* _Vorgegebener Text_
Es ist eine horizontalere und meines Erachtens auch ehrlichere Perspektive. Es ist nicht mehr so, dass die kultivierten Leute aus der High Society auf die Welt schauen.

Diese Entwicklung führt zu interessanten Konstellationen. Schauen wir nur mal auf den Fussball: Die Nationalmannschaft ist schweizerisch, hat aber viele verschiedene Wurzeln.

Es gibt viele Identitäten innerhalb der Schweiz, und ich denke, viele Menschen, die nach Solothurn kommen, werden mit dieser Frage konfrontiert: Was ist die neue Identität der Schweiz? Und mit dieser Frage: Was ist die «neue Neutralität» der Schweiz?

Und was ist die neue Neutralität?

In der Vergangenheit war die Schweiz nicht wirklich ein Teil der Welt. Wir waren diese Insel in der Mitte Europas, auf der nichts passiert, aber wir konnten neutral sein und Leute empfangen, um über globale Themen zu sprechen.

Jetzt sind wir ein Teil der Welt. Neutral zu sein bedeutet also auch, sich zu engagieren. Und der Schweizer Film kann in dieser Diskussion eine Rolle spielen.

Wer sich die Programme von früheren Ausgaben der Solothurner Filmtage anschaut, bemerkt, dass sich die Mehrheit der Schweizer Filme – meist Dokumentarfilme – mit Themen ausserhalb der Schweiz beschäftigten. Aber jetzt sehen wir diesen Trend auch bei den Spielfilmen. Sehen Sie das auch so?

* _Anweisungen_
A: Fassen Sie den Text über Schweizer Identität und Neutralität in zwei Sätzen zusammen.
B: Schreiben Sie den Text über Schweizer Identität und Neutralität im Anschluss an seinen letzten Satz weiter.

* _Extrahierte Einträge_
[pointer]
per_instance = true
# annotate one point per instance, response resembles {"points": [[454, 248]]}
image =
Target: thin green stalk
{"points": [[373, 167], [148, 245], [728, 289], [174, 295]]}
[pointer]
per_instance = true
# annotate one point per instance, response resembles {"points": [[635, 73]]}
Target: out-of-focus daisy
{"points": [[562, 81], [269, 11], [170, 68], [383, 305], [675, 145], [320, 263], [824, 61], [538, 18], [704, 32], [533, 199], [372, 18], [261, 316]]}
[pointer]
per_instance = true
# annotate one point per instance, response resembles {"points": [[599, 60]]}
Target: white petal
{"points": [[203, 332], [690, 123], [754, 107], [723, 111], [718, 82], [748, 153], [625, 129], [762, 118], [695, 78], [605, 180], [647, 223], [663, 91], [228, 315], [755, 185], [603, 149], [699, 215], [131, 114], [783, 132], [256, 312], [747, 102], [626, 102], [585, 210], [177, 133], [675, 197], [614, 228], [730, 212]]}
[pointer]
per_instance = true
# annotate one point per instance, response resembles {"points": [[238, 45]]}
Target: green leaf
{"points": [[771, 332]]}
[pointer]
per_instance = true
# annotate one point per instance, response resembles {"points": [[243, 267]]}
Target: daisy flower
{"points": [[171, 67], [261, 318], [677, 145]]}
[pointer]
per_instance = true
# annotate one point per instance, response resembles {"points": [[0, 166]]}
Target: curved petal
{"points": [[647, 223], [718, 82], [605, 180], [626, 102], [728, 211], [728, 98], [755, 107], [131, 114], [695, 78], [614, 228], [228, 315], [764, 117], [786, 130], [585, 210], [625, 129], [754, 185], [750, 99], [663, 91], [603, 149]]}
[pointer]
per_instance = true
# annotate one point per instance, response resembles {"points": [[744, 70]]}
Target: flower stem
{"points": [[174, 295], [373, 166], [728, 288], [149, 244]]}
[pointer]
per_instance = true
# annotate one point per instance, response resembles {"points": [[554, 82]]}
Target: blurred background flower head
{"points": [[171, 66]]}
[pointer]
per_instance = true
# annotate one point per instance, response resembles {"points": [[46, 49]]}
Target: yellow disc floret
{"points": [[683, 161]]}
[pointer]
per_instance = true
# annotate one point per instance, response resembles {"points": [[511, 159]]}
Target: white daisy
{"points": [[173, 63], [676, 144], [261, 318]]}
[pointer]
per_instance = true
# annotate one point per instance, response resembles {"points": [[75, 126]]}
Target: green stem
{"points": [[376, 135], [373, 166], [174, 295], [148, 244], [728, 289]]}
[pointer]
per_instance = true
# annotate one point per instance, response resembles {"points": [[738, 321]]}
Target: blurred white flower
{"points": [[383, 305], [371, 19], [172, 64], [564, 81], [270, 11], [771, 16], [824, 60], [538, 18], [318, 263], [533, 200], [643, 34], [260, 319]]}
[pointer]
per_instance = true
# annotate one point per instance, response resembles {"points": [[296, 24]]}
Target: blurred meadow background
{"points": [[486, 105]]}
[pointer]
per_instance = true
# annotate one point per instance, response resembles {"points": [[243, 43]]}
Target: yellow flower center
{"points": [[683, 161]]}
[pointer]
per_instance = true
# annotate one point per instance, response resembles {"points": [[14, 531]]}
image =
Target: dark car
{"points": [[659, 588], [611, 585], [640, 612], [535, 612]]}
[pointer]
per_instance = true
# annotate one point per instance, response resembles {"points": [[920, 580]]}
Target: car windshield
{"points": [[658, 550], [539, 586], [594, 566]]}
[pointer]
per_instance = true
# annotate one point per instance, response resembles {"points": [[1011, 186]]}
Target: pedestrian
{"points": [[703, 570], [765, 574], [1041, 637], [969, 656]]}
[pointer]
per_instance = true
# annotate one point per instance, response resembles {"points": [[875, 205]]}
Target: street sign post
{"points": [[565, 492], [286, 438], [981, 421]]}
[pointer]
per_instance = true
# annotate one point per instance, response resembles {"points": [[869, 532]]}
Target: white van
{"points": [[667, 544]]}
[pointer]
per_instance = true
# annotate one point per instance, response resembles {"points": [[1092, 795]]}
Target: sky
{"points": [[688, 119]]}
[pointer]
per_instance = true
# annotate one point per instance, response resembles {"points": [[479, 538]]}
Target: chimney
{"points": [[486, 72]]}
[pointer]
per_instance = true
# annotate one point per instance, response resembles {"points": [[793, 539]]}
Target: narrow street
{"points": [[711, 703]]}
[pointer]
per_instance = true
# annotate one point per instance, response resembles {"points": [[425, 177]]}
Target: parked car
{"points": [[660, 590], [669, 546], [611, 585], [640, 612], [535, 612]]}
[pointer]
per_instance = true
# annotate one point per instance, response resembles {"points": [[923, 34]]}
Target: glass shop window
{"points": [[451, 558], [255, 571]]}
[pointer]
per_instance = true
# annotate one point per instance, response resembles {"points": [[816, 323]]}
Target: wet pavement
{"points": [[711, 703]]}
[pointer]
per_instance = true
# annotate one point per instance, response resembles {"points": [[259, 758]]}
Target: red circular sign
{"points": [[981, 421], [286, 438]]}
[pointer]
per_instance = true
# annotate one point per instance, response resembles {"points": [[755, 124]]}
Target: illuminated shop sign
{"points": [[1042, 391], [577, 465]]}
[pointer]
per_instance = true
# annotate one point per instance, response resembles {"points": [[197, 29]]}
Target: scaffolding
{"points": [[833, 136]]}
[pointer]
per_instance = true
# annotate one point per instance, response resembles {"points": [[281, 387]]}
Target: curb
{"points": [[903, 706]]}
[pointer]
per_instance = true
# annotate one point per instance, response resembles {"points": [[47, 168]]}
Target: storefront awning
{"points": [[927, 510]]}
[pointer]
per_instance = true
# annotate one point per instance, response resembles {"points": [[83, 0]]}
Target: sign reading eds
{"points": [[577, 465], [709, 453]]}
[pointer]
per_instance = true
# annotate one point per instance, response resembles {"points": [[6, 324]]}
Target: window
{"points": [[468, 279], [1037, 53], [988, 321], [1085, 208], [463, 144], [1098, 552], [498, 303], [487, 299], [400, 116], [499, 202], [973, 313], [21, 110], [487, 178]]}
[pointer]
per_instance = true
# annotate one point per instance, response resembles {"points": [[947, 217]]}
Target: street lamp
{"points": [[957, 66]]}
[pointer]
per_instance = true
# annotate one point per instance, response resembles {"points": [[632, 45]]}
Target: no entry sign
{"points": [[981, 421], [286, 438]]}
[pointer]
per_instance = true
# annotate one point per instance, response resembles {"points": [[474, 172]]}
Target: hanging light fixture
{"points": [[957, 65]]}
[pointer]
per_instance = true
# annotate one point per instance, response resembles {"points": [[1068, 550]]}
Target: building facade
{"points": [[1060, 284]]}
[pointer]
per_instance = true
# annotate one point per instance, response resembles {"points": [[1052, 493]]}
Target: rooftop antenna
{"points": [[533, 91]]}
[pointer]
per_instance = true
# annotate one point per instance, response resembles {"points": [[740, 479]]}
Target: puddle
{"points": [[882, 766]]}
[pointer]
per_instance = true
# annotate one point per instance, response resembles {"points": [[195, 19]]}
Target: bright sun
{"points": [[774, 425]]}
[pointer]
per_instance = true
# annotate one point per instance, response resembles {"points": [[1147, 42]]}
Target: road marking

* _Lösungen_
A: Der Text spricht von einer horizontaleren Perspektive und von vielen Identitäten innerhalb der Schweiz, wie die Fußballnationalmannschaft mit ihren verschiedenen Wurzeln zeigt, und nennt die Fragen nach der neuen Identität und der „neuen Neutralität“ der Schweiz, mit denen viele Menschen in Solothurn konfrontiert werden. Früher war die Schweiz eine neutrale Insel in der Mitte Europas, heute ist sie Teil der Welt, sodass Neutralität auch Engagement bedeutet und der Schweizer Film in dieser Diskussion eine Rolle spielen kann.

B:
Auf alle Fälle. Das ist eine Folge der Demokratisierung der Spielfilmproduktion. Früher brauchte man sehr viel Geld, um Spielfilme zu drehen. Jetzt gibt es sehr gute Ausrüstungen zu erschwinglichen Preisen, und mit einem geringen Budget lassen sich Filme für ein grosses Publikum machen.

Der Prix du Publique zum Beispiel ist eine Sektion, die sich mit aufwändigen Produktionen über eine grosse Leinwand an ein grosses Publikum wendet. Jetzt lassen sich mit Low-Budget-Filmen grosse Geschichten erzählen.

Wir konzentrieren uns auf die Story, auf die die Themen, auf das, was ein Film uns gibt. Technische Aspekte sind immer noch wichtig, aber es gibt heute mehr Freiheiten.

  • Amine – Held auf Bewährung (Dani Heusser, Dokumentarfilm). Ein guineischer Asylbewerber in der Schweiz versucht, ukrainischen Flüchtlingen zu helfen.

  • Big Little Women (Nadia Fares, Dokumentarfilm). Drei Generationen von Frauen, die in der Schweiz und in Ägypten die Regeln des Patriarchats übertreten.

  • A Forgotten Man (Laurent Nègre, Spielfilm). Der Schweizer Botschafter in Nazideutschland kehrt nach dem Krieg nach Hause zurück.

  • Natural Born Driver – L’incredibile storia di Ivan Capelli (Gionata Zanetta, Dokumentarfilm). Ein biografischer Film über einen Formel-1-Piloten in den 1980er-Jahren.

  • Jours de fête (Antoine Cattin, Dokumentarfilm). Die sozialen Verwerfungen im heutigen Russland werden anhand von sieben traditionellen Festen in St. Petersburg aufgezeigt.

  • De Noche los Gatos son Pardos (Valentin Merz, Spielfilm). Absurde Komödie über ein Filmteam, das in der französischen Provinz verschwindet.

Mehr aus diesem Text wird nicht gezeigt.